ASSIGNED TASK: Reproduce the records below exactly as they appear, omitting any pictures they contain.

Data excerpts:
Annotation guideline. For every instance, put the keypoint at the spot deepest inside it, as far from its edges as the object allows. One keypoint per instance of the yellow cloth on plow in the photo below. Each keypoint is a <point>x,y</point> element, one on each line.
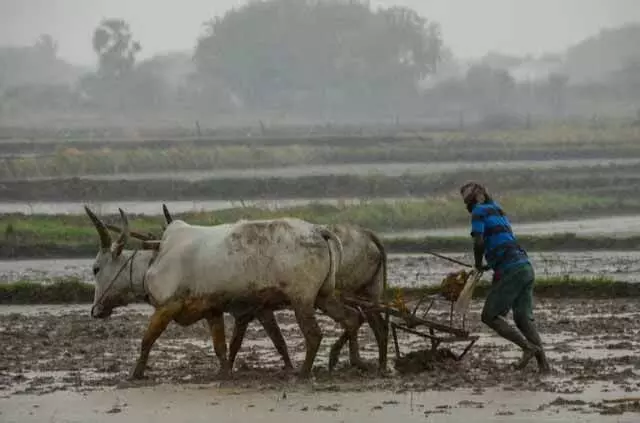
<point>464,299</point>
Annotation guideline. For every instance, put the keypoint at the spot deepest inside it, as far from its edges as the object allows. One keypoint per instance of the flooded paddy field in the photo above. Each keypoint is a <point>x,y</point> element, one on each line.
<point>404,269</point>
<point>58,364</point>
<point>152,208</point>
<point>389,169</point>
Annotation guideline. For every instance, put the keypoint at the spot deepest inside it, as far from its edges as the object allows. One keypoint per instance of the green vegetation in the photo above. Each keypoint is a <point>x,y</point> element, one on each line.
<point>73,291</point>
<point>541,143</point>
<point>377,215</point>
<point>606,181</point>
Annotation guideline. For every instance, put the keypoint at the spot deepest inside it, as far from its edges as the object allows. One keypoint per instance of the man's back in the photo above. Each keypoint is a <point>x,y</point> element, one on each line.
<point>501,247</point>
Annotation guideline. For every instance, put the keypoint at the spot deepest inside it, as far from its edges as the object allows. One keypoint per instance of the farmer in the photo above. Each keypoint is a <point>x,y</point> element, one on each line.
<point>513,276</point>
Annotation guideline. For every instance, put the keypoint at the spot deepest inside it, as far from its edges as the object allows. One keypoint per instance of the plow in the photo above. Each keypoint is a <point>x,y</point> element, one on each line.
<point>420,321</point>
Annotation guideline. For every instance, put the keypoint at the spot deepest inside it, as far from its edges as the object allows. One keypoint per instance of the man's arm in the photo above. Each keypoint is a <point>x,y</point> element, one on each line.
<point>477,233</point>
<point>478,250</point>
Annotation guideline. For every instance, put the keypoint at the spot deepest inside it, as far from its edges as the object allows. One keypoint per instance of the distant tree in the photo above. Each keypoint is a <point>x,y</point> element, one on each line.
<point>490,89</point>
<point>47,47</point>
<point>115,47</point>
<point>115,84</point>
<point>304,53</point>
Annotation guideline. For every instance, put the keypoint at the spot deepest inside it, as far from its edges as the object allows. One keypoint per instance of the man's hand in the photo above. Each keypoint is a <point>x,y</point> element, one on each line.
<point>481,268</point>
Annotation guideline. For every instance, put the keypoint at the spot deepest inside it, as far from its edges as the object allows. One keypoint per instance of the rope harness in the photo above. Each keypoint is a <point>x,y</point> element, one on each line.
<point>110,285</point>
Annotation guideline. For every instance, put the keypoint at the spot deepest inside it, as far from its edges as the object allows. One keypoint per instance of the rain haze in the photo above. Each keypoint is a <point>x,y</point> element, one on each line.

SOLUTION TO THE EXERCISE:
Annotation guideline. For every instance, put the keypoint at the spot deepest inside it, as far from its edges as the object allows. One keypoint per instance of the yellow cloth on plow in the photo below. Each keypoint is a <point>x,y</point> element, one on each line.
<point>464,299</point>
Annotation guideline. For every instance, put the keypoint at the spot deepest inside it, as far from its edges as the object allows. One keypoint per instance of the flooded paddy field in the photo above. Each keypoint is a <point>x,y</point> element, one on each line.
<point>404,269</point>
<point>58,364</point>
<point>152,208</point>
<point>389,169</point>
Annotation guideline. For every instance, put the keypoint at the spot deepest inside it, as far from its edges as the object allows. One keypoint per instance of the green vegetation in the photo above. Each keypoint is a <point>x,y</point> element, one on each line.
<point>73,291</point>
<point>541,143</point>
<point>377,215</point>
<point>606,181</point>
Annotation guideline. For every instance, put the keypoint at the spot deepest inside it, as far from its edges as the object allows. One keypoint per instance of the man's back in the photo above. Each keypoint is a <point>x,y</point> element, one on each line.
<point>501,247</point>
Annotation guideline. For every instance, put the keypoint at the spot deepest inside it, as far from its edges as the object allows. One keypoint per instance of the farmer in the photo above. Each keypoint is a <point>x,y</point> element, one on each line.
<point>513,276</point>
Annotation guideline. For every instance, put the keypoint at the spot deepest inside it, as far from its edges as the object allows. One keypoint per instance of the plow in the photo above. Each keypoint is a <point>x,y</point> element, one on each line.
<point>420,321</point>
Annotation guideline. For every instance, put the keypoint at the spot deepest inside it, as far from its edges as the object allows. One keypoint per instance of the man's arm in the photo above. Each keypoint is a <point>x,y</point> element, one on each line.
<point>477,233</point>
<point>478,250</point>
Annotation guideline. For every instance, put the keypoint at the spot deepest inside it, as far from its edges as the object allows. One keypoint per instance of the distant tree in the photo above. Each keypoint is a <point>x,y</point> element, one on each line.
<point>490,89</point>
<point>47,47</point>
<point>115,47</point>
<point>115,84</point>
<point>304,53</point>
Annotation guideline. For every instance, put the keypoint at the spot deepest inside it, as far from its edges as the object allows. One keypoint per instance of the man's hand in the photo above. Each keypoint is a <point>x,y</point> element, one on each line.
<point>481,268</point>
Annotation guideline. For every instance, put the keypoint at the spot deepest inside it, as far from its edges as the object allows. One keypoint per instance of the rope harness in the photo above. Each keypoint is a <point>x,y</point> element, one on each line.
<point>110,285</point>
Annotation guideline. For every instance, put the keypoint at the spot deepest inside it, as far from its edges as the object allows. One keypoint per instance of the rain haze in the photo above. Each keypoint is a <point>x,y</point> element, one on each line.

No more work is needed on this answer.